» **INSTRUCTIONS TO FOLLOW**:
Please retype the data from the line with "Where can the girl's ear" to the line with "column 595, row 424", both included, with every character unchanged.

(Object point labels)

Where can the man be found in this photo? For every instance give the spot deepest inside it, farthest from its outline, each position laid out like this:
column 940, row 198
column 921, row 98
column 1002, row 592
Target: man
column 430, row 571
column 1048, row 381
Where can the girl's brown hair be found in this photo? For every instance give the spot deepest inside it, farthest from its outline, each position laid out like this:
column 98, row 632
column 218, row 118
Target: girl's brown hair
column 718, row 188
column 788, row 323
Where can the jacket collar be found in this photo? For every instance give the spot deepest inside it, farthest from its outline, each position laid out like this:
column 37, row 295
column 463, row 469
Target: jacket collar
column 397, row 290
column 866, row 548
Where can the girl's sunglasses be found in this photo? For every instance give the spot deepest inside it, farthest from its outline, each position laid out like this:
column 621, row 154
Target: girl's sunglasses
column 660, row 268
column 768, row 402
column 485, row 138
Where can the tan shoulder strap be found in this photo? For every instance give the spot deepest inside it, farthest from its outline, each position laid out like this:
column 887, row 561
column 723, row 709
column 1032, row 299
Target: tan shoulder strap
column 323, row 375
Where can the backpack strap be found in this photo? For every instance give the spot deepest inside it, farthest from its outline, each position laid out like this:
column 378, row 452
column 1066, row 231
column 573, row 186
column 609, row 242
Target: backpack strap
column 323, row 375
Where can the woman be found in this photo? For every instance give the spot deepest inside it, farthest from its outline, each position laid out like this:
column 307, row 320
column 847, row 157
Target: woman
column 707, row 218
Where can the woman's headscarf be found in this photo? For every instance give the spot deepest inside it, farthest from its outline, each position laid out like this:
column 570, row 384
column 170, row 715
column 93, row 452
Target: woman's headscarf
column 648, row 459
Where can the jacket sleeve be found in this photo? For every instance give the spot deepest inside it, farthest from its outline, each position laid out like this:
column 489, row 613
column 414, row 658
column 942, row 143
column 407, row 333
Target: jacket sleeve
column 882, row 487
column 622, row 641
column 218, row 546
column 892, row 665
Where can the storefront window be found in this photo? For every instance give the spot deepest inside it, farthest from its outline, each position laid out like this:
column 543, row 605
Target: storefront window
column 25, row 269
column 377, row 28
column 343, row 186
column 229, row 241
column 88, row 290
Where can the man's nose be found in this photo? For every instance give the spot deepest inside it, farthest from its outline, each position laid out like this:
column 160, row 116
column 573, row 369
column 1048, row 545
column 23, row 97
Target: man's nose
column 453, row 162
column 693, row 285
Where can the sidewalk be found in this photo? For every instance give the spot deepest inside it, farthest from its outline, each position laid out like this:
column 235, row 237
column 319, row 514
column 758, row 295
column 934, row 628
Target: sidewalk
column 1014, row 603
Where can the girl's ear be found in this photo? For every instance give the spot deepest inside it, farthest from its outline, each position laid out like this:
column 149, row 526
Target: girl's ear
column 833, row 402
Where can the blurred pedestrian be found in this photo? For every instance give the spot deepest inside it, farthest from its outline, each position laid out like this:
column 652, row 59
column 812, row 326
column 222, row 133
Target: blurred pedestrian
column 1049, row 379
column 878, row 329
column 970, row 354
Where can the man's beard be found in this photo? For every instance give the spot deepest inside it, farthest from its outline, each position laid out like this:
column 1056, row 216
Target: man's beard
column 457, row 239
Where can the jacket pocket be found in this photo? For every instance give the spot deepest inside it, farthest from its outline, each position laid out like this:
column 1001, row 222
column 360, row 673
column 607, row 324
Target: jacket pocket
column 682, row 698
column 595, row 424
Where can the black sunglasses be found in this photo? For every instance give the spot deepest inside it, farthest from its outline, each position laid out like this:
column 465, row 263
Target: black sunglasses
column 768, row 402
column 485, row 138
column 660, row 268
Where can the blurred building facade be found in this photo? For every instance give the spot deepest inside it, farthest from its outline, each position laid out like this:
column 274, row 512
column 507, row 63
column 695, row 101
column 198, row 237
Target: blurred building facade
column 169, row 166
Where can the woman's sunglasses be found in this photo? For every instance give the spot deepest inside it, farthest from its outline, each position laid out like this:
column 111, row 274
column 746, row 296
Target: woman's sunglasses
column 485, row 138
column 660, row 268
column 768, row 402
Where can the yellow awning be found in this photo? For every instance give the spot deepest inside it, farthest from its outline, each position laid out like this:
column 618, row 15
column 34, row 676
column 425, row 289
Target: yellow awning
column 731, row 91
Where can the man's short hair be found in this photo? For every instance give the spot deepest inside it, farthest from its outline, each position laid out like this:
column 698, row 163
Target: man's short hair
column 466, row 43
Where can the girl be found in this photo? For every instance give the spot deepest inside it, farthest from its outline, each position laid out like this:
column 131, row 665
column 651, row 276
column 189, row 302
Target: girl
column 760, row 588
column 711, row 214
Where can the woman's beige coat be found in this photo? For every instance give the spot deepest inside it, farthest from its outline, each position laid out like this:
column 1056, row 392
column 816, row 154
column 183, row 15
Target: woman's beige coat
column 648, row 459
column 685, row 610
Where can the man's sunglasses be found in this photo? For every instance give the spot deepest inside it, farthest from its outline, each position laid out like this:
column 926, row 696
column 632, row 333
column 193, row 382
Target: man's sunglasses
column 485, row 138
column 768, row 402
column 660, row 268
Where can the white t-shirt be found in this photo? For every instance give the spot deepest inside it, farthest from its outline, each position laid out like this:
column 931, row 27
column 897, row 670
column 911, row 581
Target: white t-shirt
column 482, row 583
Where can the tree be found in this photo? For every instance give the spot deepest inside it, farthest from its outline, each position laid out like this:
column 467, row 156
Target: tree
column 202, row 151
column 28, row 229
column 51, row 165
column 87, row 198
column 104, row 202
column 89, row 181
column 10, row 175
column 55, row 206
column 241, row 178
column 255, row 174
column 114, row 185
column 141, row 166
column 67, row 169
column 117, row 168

» **RESPONSE**:
Where can the girl's ear be found in this photo? For every instance give the spot deepest inside it, farthest from its outline, each position laid out like this:
column 149, row 526
Target: girl's ear
column 833, row 402
Where can the blurred pedestrian be found in this photo? For every instance give the spot deepest inside it, farthest from its outline, each position laid out like this:
column 652, row 59
column 812, row 326
column 222, row 133
Target: blurred pedestrian
column 1049, row 379
column 878, row 329
column 970, row 354
Where can the man's beard be found in this photo? For every instance give the spot deepest inside it, farthest from its outline, each position laid out like this:
column 1056, row 216
Target: man's beard
column 457, row 239
Where can the jacket pocket be found in this photo? For every instance give the spot deepest inside it, farthest from its outline, each position laid out like this:
column 1001, row 222
column 360, row 673
column 607, row 324
Target: jacket pocket
column 682, row 698
column 595, row 424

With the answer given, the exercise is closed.